▶ [Trecho do documento]

Ouça este conteúdo
O clima polarizado com a proximidade das eleições e os recentes casos de brigas à mão armada, como o que ocorreu em Foz do Iguaçu entre um militante da direita e um da esquerda, reacenderam o debate sobre o porte e a posse de armas no país. A discussão sobre o assunto está sob a responsabilidade do Congresso Nacional.
>> Faça parte do canal de Vida e Cidadania no Telegram
Aprovado na Câmara dos Deputados, o Senado pode votar neste segundo semestre do ano o Projeto de Lei 3.723/2019, que altera as regras de registro, posse e comercialização de armas de fogo para caçadores, atiradores e colecionadores (CACs). A proposta em discussão na Comissão de Constituição e Justiça (CCJ) tem enfrentado resistência entre opositores e conta com mais de 100 emendas a serem analisadas pelo relator, senador Marcos do Val (Podemos-ES).
O projeto estava previsto para ser votado na CCJ no início do ano, mas por falta de acordo e após senadores contrários ao projeto sofrerem ameaças, a votação foi adiada. Em março deste ano, o senador Marcos do Val informou no Plenário do Senado que a Polícia Legislativa havia encontrado dois CACs responsáveis pelas ameaças sofridas por senadores contrários ao projeto.

▶ [Dados armazenados]
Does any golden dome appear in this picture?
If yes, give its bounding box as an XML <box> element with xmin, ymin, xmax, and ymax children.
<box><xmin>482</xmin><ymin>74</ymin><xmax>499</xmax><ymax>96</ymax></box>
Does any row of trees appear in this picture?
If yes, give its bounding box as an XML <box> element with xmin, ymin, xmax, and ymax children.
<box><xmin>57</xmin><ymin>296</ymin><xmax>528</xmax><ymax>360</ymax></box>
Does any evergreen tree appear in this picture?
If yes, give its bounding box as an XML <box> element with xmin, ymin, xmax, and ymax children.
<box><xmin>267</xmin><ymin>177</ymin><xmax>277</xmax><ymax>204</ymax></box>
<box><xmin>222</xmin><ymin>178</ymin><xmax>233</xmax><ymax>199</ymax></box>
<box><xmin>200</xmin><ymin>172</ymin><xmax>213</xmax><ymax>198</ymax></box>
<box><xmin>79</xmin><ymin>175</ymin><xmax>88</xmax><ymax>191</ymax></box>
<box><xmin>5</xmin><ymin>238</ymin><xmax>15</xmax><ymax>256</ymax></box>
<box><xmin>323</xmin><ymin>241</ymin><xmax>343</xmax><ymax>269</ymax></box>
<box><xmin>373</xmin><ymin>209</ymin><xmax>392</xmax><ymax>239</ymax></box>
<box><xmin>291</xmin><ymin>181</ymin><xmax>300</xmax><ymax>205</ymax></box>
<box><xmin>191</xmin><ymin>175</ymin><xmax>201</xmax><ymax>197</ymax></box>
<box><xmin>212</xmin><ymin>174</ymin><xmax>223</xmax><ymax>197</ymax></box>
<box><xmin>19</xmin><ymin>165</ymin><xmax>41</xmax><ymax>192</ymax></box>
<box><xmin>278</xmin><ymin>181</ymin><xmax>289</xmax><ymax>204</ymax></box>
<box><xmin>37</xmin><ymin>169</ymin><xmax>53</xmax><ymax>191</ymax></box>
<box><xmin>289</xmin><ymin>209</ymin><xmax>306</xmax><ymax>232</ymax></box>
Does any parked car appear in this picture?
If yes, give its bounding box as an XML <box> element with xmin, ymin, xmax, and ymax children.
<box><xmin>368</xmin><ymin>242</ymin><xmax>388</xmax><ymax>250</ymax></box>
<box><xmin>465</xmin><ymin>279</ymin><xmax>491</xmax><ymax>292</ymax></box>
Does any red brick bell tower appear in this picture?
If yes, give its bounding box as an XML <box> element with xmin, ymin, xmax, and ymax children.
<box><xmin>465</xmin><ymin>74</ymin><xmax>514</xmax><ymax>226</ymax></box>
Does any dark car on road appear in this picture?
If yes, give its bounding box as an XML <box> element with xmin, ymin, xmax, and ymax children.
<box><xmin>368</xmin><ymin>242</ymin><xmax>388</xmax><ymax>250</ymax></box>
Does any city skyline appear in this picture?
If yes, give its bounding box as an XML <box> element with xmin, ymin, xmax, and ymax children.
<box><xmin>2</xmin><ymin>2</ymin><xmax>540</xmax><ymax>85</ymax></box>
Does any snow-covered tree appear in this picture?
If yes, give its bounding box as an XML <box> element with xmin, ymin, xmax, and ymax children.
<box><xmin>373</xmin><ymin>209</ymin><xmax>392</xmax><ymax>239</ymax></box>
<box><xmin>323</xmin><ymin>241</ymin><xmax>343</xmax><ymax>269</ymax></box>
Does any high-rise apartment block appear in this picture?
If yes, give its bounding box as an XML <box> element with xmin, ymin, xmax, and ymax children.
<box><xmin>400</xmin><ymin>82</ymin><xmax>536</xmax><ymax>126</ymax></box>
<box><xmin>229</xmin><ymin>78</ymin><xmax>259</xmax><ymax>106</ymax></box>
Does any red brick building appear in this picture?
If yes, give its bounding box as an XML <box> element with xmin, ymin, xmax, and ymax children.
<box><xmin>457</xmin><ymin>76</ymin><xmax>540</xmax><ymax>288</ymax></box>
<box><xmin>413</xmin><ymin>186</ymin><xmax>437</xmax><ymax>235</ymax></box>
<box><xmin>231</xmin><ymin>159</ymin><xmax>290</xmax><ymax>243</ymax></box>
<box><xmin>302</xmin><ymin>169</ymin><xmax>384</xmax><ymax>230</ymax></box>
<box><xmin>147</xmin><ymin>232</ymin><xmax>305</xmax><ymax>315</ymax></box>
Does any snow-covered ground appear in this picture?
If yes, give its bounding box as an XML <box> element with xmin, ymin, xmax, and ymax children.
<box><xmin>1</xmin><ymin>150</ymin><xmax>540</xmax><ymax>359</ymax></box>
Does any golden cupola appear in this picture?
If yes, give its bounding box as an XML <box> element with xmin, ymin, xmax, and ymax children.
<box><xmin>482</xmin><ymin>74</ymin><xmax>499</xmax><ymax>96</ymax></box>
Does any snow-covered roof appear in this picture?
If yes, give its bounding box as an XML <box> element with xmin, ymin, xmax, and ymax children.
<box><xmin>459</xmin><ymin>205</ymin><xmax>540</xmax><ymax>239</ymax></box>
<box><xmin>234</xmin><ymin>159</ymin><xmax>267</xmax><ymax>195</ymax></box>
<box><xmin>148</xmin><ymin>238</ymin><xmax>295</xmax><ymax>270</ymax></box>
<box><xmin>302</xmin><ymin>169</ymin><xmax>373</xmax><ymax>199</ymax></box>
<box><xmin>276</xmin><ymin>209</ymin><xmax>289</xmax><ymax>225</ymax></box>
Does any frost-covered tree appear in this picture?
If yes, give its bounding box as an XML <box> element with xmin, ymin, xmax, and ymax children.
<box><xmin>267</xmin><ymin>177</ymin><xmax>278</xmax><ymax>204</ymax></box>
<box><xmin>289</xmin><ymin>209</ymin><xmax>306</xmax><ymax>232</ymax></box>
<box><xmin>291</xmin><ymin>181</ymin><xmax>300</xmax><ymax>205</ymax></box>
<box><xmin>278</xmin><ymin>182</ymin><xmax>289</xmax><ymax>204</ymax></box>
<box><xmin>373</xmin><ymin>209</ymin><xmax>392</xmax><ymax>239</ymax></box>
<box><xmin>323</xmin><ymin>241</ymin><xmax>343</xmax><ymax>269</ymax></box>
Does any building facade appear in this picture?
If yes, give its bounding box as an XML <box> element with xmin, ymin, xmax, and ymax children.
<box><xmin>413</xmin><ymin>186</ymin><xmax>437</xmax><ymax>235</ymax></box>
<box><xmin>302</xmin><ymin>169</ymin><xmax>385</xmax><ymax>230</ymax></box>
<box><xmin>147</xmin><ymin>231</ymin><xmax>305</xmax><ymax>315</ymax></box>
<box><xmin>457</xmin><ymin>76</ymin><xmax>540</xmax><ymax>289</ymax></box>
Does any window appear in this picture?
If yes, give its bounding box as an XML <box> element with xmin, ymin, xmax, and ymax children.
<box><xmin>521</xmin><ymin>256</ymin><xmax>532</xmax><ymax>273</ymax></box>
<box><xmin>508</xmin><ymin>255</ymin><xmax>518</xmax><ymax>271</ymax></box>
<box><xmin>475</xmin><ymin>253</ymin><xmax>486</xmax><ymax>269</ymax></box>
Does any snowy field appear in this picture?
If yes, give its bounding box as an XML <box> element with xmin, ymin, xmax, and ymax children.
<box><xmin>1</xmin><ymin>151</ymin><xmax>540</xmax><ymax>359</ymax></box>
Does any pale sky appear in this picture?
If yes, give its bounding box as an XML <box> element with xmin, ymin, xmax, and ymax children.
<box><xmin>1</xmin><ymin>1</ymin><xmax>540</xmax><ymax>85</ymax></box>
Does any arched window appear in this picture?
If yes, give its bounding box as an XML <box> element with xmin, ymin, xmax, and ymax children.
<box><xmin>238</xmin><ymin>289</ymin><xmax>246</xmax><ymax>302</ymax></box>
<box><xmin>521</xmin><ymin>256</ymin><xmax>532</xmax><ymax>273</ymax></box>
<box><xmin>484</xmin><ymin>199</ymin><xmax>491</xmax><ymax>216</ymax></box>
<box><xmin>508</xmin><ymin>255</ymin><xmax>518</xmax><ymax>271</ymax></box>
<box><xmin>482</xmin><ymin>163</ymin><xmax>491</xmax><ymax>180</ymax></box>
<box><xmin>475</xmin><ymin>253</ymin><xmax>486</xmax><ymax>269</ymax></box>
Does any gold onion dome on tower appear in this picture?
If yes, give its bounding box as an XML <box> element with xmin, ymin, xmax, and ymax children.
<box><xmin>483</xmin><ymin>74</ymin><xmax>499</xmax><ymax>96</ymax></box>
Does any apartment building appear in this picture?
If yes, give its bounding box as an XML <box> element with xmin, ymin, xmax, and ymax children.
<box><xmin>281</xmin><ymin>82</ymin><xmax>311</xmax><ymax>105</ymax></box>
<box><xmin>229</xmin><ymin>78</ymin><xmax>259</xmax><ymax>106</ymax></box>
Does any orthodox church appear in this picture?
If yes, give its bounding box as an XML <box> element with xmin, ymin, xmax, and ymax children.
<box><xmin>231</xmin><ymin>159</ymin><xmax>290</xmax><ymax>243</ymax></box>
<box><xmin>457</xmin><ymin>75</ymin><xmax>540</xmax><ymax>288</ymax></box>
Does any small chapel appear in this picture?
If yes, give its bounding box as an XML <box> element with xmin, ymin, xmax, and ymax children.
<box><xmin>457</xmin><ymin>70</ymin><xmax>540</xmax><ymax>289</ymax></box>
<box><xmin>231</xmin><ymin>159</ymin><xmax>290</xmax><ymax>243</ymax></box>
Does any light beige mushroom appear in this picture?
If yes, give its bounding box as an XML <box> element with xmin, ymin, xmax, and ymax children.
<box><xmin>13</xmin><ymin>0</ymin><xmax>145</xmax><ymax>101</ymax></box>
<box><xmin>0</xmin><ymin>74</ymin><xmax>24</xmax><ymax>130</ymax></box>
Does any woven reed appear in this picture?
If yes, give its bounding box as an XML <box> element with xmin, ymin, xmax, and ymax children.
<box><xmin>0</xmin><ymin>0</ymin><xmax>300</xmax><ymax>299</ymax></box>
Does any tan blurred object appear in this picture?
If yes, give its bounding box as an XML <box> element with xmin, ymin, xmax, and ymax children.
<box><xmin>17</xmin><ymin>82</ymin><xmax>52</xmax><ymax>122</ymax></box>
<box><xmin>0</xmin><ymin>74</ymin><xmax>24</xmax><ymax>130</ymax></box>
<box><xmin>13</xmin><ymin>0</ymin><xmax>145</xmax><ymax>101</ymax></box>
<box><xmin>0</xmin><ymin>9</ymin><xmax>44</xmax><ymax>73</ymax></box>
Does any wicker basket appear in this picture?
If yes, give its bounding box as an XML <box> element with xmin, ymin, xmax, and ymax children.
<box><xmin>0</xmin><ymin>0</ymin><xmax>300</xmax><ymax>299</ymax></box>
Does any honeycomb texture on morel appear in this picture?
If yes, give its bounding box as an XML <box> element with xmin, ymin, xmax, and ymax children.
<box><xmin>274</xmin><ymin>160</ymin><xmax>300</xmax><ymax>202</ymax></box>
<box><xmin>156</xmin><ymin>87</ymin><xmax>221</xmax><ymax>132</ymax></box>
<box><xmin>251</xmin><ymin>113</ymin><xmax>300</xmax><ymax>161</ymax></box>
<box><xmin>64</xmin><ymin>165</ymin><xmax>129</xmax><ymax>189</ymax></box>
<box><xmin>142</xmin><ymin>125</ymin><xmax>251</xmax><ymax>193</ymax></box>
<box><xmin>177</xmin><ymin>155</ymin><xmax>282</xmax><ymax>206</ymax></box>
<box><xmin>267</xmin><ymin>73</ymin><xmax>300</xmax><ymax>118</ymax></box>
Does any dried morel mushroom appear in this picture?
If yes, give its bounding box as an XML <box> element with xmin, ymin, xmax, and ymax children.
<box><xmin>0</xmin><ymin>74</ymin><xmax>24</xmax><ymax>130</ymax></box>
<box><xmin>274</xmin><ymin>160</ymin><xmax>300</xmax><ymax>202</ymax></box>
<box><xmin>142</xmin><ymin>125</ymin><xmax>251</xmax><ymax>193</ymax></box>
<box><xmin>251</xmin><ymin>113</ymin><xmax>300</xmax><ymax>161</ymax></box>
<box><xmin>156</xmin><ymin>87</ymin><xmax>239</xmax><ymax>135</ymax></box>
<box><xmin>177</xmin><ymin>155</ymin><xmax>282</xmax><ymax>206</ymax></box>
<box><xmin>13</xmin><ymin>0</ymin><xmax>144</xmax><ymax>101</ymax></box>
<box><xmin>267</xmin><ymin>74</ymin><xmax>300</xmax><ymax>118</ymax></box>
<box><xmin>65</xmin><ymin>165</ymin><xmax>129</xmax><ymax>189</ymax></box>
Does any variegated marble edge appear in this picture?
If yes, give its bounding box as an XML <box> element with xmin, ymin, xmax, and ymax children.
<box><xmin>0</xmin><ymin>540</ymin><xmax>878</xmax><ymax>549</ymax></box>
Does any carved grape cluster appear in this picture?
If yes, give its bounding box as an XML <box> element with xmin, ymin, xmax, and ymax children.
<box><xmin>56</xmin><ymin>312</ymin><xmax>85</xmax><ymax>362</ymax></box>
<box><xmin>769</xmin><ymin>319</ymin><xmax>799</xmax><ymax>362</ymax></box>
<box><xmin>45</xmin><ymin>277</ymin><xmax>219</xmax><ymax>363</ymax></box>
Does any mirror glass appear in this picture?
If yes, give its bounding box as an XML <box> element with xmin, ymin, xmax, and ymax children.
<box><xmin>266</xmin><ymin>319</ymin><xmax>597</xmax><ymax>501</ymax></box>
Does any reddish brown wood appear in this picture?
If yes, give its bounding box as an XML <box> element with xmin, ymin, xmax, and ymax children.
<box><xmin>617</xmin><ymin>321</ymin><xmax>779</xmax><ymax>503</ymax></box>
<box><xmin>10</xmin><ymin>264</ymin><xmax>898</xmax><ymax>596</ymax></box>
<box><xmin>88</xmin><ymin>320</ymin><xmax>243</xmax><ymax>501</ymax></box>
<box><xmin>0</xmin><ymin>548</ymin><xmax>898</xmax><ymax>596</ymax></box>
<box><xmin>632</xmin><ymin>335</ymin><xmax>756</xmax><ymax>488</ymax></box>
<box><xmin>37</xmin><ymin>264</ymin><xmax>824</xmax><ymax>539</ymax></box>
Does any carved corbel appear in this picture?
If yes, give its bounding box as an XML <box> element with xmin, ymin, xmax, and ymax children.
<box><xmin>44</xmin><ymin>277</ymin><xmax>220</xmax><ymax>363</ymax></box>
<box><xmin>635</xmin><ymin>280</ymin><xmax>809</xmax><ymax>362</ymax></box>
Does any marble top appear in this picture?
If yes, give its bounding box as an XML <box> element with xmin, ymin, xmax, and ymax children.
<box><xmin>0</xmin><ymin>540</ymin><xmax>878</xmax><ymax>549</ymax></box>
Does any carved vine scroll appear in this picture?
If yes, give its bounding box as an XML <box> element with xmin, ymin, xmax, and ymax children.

▶ [Solicitações]
1. Segundo o texto sobre o projeto de lei de armas, quem é o relator da proposta na Comissão de Constituição e Justiça?
2. Reproduza, do texto sobre o projeto de lei de armas, o segmento que começa em "Ouça este conteúdo" e termina em "do Val (Podemos-ES).".
3. Enumere os grupos de pessoas cujas regras de registro, posse e comercialização de armas de fogo o Projeto de Lei 3.723/2019 altera, conforme o texto sobre o projeto de lei de armas.

▶ [Respostas por tarefa]
1. O senador Marcos do Val (Podemos-ES).

2.
Ouça este conteúdo
O clima polarizado com a proximidade das eleições e os recentes casos de brigas à mão armada, como o que ocorreu em Foz do Iguaçu entre um militante da direita e um da esquerda, reacenderam o debate sobre o porte e a posse de armas no país. A discussão sobre o assunto está sob a responsabilidade do Congresso Nacional.
>> Faça parte do canal de Vida e Cidadania no Telegram
Aprovado na Câmara dos Deputados, o Senado pode votar neste segundo semestre do ano o Projeto de Lei 3.723/2019, que altera as regras de registro, posse e comercialização de armas de fogo para caçadores, atiradores e colecionadores (CACs). A proposta em discussão na Comissão de Constituição e Justiça (CCJ) tem enfrentado resistência entre opositores e conta com mais de 100 emendas a serem analisadas pelo relator, senador Marcos do Val (Podemos-ES).

3.
- caçadores
- atiradores
- colecionadores